• _WORK ORDER_:
Retype each line of the material exactly, please, skipping any picture in it.

--

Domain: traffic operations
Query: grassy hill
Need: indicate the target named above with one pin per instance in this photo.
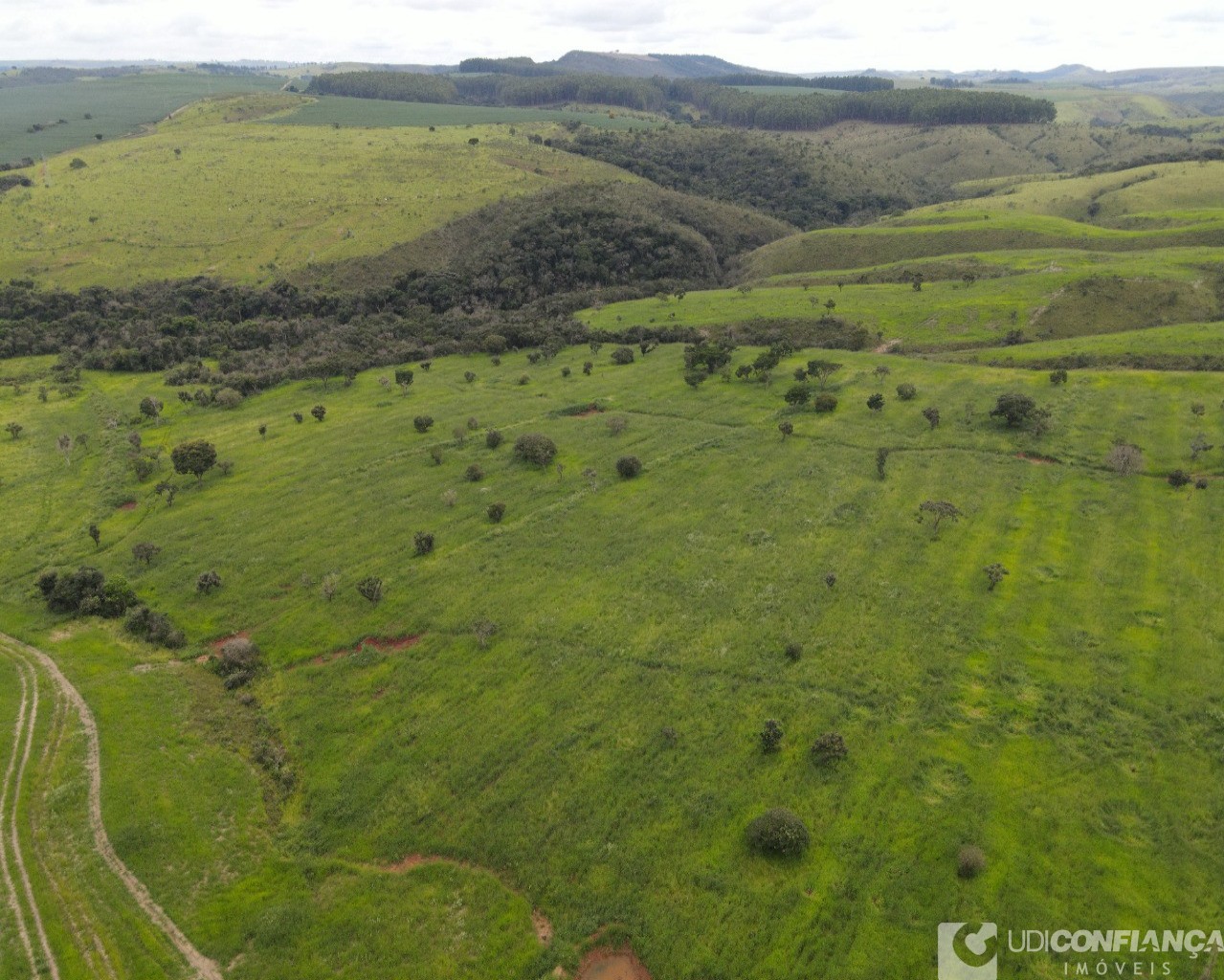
(600, 751)
(218, 192)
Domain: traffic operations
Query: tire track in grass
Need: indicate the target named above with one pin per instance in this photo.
(5, 871)
(202, 966)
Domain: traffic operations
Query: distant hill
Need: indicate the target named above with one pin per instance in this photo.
(649, 65)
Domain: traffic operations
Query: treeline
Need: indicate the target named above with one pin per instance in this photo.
(773, 176)
(836, 82)
(720, 103)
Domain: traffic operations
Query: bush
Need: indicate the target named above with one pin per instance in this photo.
(534, 447)
(970, 861)
(829, 747)
(779, 832)
(628, 466)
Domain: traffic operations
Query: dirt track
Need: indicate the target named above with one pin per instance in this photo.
(30, 663)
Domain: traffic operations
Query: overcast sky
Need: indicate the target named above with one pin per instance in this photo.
(797, 35)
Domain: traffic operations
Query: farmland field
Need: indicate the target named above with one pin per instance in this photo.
(325, 110)
(117, 106)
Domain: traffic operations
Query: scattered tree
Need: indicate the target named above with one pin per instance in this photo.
(369, 589)
(195, 457)
(939, 512)
(534, 447)
(628, 466)
(779, 832)
(771, 737)
(994, 572)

--

• _REPLY_:
Domain: traffic operations
Query: grassy hill
Need: indicate the target named above with one pin per instance in this photo.
(600, 751)
(218, 192)
Domain: traffic operations
Query: tire track in grass
Need: indicate the target named above with one pin per instance in this photo.
(5, 871)
(202, 966)
Domain: traffic operations
Query: distant hill
Need: indicate the target named above with one pin per instance in this photo.
(649, 65)
Domain: traffic operations
Query: treeline
Need: indicate the target named above with one pin per instance in this photo.
(773, 176)
(836, 82)
(720, 103)
Domain: traffic operations
Query: bush
Need: indicate the target named above with one pin per instance in this photo.
(534, 447)
(970, 861)
(829, 747)
(779, 832)
(628, 466)
Domain: traffic operations
Query: dirt track
Need: indicate the target named above with one pin per instance in this photo.
(30, 663)
Domain: traffic operations
Query: overcast sky
Need: indicate the target named above with one pin per instance in this photo.
(797, 35)
Domain: traffic operations
Query: farmland field
Need: indicate the target named above with one pin per instance in this photo.
(325, 110)
(117, 106)
Domain: traffic operations
Query: scattered tree
Need: indicate the target named above with one pin per instance in this photo.
(369, 589)
(195, 457)
(939, 512)
(534, 447)
(628, 466)
(779, 832)
(771, 737)
(994, 572)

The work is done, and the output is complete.